*** SELECTED EXCERPT ***

In 1997, Zhang and Wandell [25] proposed a spatial extension to the CIELAB color metric. This metric, named Spatial-CIELAB (S-CIELAB), should fulfill two goals: a spatial filtering to simulate the blurring of the HVS and a consistency with the basic CIELAB calculation for large uniform areas. The image is separated into an opponent color space, and each opponent color image is spatially convolved with a kernel defined on the spatial visual sensitivity for the color opponencies. Finally, the filtered image is transformed into the CIELAB system, and$\Delta E_{\mathit{\text{ab}}}^{\ast }$ is used for calculation of the color differences in each pixel; these are averaged to obtain a single quality value for the whole image.

The structural similarity (SSIM) index, proposed by Wang et al. in 2004 [26], attempts to quantify the visible difference between a distorted image and a reference image. This index is based on the UIQ index of Wang and Bovik [27]. The algorithm defines the structural information in an image as those attributes that represent the structure of the objects in the scene, independent of the average luminance and contrast. The index is based on a combination of luminance, contrast and structure comparison. The comparisons are done for local windows in the image, and the overall image quality is the mean of all these local windows.

In 2006, Egiazarian et al. [28] proposed the peak signal-to-noise ratio (PSNR)-HVS metric based on the HVS and PSNR, which is a measure of the peak error between the original and the reproduction. The metric uses a scanning window to remove mean shift and contrast stretching similar to UIQ [27]. PSNR-HVS is then calculated on the scanned images by using PSNR, where MSE is calculated as described by Nill [29]. An extension of this metric that incorporates contrast masking, PSNR-HVS-M, was given by Ponomarenko et al. [30].

In 2007, Chandler and Hemami [31] proposed a new metric, termed visual signal-to-noise ratio (VSNR), based on near-threshold and supra-threshold properties of the human visual system, incorporating both low-level and mid-level features. Low-level features are related to contrast sensitivity and mid-level features to global precedence, which states that the HVS visually integrates image edges in a coarse-to-fine-scale (global-to-local) fashion. The metric consists of two stages: First, contrast thresholds are used to detect visible distortions in the image, which is done in the wavelet domain by computing the contrast signal-to-noise ratio (CSNR). Then, the contrast detection threshold is computed based on the CSNR, which is done for each octave band. The contrast is then compared with the detection threshold, and if above, the distortion is assumed supra-threshold (visible). In this case, a second stage is carried out, where a model of global precedence is proposed to account for mid-level properties of the HVS. The global precedence takes into account that contrasts of distortions should be proportioned across spatial frequency. The final metric is computed as the combination of perceived contrast of the distortion and disruption of global precedence. The VSNR is an interesting metric since it is based on contrast thresholds and does not modulate the entire image as the CSFs in, for example, S-CIELAB.

*** DATA SUPPLIED ***

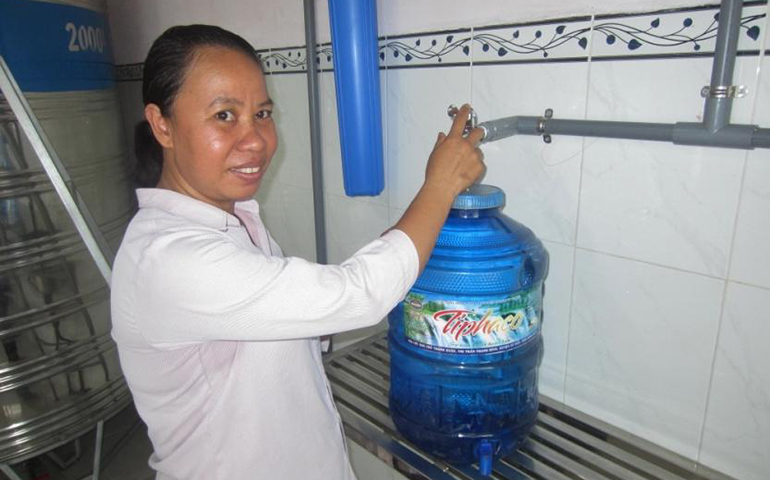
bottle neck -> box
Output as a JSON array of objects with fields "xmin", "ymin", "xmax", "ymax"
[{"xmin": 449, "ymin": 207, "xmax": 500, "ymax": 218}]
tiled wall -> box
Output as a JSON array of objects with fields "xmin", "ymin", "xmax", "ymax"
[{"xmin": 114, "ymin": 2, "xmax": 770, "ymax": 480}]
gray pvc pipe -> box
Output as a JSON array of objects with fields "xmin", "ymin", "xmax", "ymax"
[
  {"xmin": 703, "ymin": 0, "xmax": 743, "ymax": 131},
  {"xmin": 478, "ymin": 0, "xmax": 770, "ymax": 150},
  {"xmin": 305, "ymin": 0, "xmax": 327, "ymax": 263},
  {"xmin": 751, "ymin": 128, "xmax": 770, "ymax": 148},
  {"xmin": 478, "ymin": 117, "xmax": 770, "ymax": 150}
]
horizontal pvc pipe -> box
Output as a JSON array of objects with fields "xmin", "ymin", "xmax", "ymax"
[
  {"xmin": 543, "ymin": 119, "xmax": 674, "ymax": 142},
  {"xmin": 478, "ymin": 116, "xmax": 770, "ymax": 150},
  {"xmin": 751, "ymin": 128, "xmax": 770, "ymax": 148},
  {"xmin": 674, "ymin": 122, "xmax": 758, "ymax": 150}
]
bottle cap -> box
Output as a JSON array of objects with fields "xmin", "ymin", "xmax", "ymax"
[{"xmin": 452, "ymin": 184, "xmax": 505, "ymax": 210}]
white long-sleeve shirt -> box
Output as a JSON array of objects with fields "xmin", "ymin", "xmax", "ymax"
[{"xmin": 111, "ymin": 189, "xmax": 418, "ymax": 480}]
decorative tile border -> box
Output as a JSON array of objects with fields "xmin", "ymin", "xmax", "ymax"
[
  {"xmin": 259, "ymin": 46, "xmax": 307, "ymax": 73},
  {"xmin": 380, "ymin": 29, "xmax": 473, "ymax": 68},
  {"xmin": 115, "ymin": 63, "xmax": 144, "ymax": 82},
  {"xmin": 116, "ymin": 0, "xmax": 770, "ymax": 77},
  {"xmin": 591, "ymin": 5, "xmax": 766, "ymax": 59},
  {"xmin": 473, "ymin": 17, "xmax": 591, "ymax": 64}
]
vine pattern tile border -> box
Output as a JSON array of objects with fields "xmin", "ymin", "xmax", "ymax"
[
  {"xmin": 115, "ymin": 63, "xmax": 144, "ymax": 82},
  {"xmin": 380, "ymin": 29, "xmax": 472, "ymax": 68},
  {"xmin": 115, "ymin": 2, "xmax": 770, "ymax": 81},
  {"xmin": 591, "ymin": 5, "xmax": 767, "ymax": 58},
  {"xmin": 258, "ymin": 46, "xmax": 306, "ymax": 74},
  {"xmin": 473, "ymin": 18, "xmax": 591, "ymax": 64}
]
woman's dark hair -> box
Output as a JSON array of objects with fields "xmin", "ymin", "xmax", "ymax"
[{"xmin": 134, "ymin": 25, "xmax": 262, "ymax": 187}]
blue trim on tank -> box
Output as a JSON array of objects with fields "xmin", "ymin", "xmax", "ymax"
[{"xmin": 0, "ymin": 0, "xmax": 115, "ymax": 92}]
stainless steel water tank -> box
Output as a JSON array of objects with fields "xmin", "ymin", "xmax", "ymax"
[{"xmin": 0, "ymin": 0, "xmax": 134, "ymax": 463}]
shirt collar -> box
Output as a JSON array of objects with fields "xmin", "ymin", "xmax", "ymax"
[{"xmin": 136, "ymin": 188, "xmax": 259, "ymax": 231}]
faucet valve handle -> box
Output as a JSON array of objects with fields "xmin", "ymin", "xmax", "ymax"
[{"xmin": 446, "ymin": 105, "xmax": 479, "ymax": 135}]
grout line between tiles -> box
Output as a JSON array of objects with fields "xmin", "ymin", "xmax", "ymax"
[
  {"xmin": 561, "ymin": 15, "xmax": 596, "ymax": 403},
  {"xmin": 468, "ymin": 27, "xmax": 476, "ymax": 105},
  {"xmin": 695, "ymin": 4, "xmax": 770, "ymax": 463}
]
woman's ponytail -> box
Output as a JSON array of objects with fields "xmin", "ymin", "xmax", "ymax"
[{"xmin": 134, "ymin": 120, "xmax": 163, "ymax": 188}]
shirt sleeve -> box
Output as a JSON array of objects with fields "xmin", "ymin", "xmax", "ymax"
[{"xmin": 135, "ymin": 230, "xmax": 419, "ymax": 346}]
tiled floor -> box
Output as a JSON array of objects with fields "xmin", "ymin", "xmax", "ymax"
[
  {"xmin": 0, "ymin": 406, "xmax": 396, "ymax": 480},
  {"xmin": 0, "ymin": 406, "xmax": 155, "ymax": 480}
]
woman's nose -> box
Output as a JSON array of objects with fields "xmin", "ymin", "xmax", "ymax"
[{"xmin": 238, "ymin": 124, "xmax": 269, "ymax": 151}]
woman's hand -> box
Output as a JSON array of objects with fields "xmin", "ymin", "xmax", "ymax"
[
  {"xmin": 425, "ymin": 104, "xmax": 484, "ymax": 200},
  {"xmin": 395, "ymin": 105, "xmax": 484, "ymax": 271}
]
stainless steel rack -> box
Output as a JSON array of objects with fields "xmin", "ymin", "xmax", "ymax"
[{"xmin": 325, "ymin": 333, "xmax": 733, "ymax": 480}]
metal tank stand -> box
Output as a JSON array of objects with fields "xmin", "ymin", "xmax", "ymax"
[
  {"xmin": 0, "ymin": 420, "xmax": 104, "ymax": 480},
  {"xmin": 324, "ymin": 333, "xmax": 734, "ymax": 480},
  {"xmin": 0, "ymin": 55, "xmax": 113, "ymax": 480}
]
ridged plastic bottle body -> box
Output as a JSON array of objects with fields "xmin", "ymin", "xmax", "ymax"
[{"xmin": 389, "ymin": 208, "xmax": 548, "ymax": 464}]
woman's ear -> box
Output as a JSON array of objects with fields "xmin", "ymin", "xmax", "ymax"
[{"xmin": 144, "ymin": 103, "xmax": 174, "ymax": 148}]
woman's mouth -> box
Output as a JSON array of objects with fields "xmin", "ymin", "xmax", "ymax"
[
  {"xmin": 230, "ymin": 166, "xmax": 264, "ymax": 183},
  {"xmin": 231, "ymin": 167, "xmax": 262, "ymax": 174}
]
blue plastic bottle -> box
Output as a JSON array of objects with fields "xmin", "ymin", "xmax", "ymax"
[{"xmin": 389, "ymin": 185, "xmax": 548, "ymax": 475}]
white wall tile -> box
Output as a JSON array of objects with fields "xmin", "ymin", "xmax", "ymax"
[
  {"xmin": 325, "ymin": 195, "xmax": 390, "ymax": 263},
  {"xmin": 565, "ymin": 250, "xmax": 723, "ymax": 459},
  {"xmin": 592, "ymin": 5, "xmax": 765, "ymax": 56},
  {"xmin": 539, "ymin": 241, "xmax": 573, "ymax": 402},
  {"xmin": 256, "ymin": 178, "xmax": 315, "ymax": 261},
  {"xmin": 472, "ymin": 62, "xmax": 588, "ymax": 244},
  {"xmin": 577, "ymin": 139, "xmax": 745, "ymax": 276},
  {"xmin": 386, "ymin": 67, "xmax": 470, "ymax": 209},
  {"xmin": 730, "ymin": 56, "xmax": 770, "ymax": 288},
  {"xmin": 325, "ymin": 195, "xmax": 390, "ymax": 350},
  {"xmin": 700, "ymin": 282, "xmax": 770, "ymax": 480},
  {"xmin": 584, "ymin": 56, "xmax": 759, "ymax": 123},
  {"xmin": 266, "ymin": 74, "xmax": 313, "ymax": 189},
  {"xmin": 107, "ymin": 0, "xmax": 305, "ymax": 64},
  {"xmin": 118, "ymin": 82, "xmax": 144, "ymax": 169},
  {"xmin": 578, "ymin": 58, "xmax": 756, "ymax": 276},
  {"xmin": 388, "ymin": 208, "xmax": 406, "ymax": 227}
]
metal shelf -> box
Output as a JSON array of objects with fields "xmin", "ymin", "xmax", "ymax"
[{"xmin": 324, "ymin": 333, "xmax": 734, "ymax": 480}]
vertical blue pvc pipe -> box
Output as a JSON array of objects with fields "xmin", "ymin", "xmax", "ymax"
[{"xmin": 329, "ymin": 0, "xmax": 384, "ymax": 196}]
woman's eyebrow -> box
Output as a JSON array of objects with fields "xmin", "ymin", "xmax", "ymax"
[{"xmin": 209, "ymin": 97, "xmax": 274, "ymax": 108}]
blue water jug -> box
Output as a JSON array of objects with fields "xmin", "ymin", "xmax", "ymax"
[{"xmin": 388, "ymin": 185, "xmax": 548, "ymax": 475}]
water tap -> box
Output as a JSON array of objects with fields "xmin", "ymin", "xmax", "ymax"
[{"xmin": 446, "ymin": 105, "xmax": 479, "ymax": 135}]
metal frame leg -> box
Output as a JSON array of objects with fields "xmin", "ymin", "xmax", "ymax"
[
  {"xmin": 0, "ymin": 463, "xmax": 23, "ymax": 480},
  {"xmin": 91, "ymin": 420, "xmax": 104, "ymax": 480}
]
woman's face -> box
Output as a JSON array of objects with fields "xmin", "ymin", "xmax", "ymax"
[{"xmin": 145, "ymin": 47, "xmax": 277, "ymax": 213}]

***

> PROBLEM DETAILS:
Extend the overview of image quality metrics, beginning after its final sentence about VSNR.

> SOLVED PROBLEM:
Spatial-DEE (S-DEE) developed in 2009 is the first metric using the Euclidean color difference formula in log-compressed OSA-UCS space (see Section 2), and it has been proposed by Simone et al. [32]. This metric is based on the modified S-CIELAB workflow developed by Johnson and Fairchild [33] in 2001. The metric is obtained by substituting$\Delta E_{\mathit{\text{ab}}}^{\ast }$ with Δ E _E in the last step of the workflow.

The history of contrast is over a century long, and a lot of effort has been concerned on developing accurate contrast measures which are able to predict observer perceived contrast in natural images [34]. Furthermore, recent studies have shown that contrast is an important image quality attribute that falls under the umbrella of image quality [3].

In this work, we will propose a new image difference metric based on the work on contrast from Tadmor and Tolhurst [4] with two key features:

1. 1.

   It uses a multi-level approach (or the so-called pyramidal image structure) as first suggested by Frankle and McCann in 1983 [35] and then Adelson et al. in 1984 [36] in order to perform a full investigation of all the frequencies in the image.

2. 2.

   It uses the new Euclidean color difference formula in log-compressed OSA-UCS space proposed by Oleari et al. [5] and described in detail in Section 2.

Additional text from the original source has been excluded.